= Exercise brief =
When you transcribe the lines below, keep every word the same and leave the pictures behind.

:: Data records ::

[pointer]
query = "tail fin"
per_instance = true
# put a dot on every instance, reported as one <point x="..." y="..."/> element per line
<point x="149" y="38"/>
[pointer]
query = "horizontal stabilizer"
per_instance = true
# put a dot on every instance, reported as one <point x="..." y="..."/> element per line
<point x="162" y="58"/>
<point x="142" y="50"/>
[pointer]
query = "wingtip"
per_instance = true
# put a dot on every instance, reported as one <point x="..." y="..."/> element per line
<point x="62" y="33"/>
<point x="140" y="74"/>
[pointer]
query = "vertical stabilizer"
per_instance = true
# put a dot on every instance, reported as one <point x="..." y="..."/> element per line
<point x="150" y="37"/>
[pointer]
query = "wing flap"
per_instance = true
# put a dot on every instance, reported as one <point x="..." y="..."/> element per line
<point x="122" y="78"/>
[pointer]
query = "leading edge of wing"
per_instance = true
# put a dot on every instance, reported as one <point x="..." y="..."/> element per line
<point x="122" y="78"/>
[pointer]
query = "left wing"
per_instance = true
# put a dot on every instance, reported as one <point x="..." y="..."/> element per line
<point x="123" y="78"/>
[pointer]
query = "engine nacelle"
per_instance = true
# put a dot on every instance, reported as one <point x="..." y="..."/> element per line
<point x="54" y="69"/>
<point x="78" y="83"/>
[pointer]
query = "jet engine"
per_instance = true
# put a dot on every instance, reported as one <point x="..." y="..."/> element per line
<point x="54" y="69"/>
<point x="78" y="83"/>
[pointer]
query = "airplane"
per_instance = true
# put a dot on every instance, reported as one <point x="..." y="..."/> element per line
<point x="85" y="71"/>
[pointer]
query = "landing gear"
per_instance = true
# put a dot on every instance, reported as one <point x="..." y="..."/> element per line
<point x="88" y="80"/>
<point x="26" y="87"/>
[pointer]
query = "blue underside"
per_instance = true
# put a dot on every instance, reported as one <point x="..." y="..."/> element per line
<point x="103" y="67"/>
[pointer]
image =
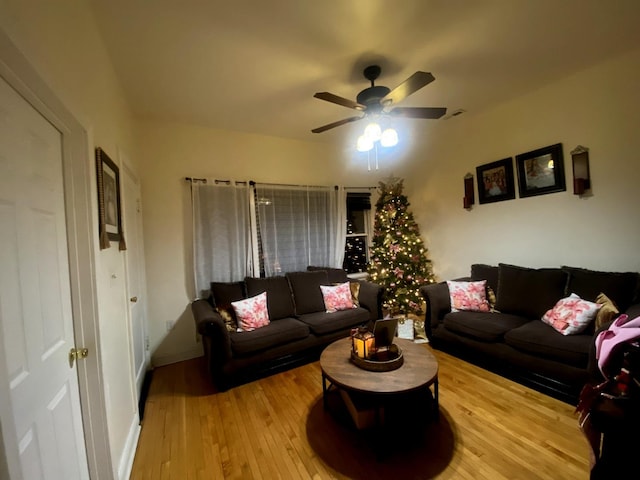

:::

= Task solution =
[pointer]
query = "tail fin"
per_instance = true
# put a dot on every instance, reported as one <point x="..." y="..."/> element per line
<point x="149" y="38"/>
[pointer]
query = "horizontal stabilizer"
per_instance = true
# put a dot on every instance, reported as one <point x="..." y="..."/> element per line
<point x="162" y="58"/>
<point x="142" y="50"/>
[pointer]
query = "wingtip"
per_instance = true
# put a dot on every instance, reported as one <point x="..." y="..."/> element per line
<point x="62" y="33"/>
<point x="140" y="74"/>
[pointer]
query = "vertical stabilizer"
per_instance = true
# put a dot on every instance, reported as one <point x="..." y="..."/> element per line
<point x="150" y="37"/>
[pointer]
query = "wing flap"
per_instance = true
# put a dot on every instance, reported as one <point x="..." y="..."/> element per line
<point x="122" y="78"/>
[pointer]
query = "leading edge of wing"
per_instance = true
# put a dot on every instance, reported as one <point x="..." y="..."/> element per line
<point x="122" y="78"/>
[pointer]
query = "left wing"
per_instance = true
# put a dot on every instance, reported as one <point x="..." y="..."/> element per line
<point x="123" y="78"/>
[pointer]
query = "engine nacelle"
per_instance = true
# put a dot on every instance, reported as one <point x="..." y="..."/> element per line
<point x="54" y="69"/>
<point x="78" y="83"/>
[pointer]
query = "jet engine"
per_instance = true
# put a dot on every instance, reported as one <point x="..." y="..."/> element per line
<point x="54" y="69"/>
<point x="78" y="83"/>
[pointer]
query = "airplane"
per_instance = true
# put a dot on every instance, reported as one <point x="..." y="..."/> element per line
<point x="85" y="71"/>
[pointer]
query = "landing gear"
per_instance = true
# put a dot on every instance, reported as one <point x="..." y="..."/> element per line
<point x="88" y="80"/>
<point x="26" y="87"/>
[pointer]
query = "blue underside"
per_instance = true
# put a dot on every instance, reported as one <point x="..." y="..."/> element per line
<point x="103" y="67"/>
[pointer]
image =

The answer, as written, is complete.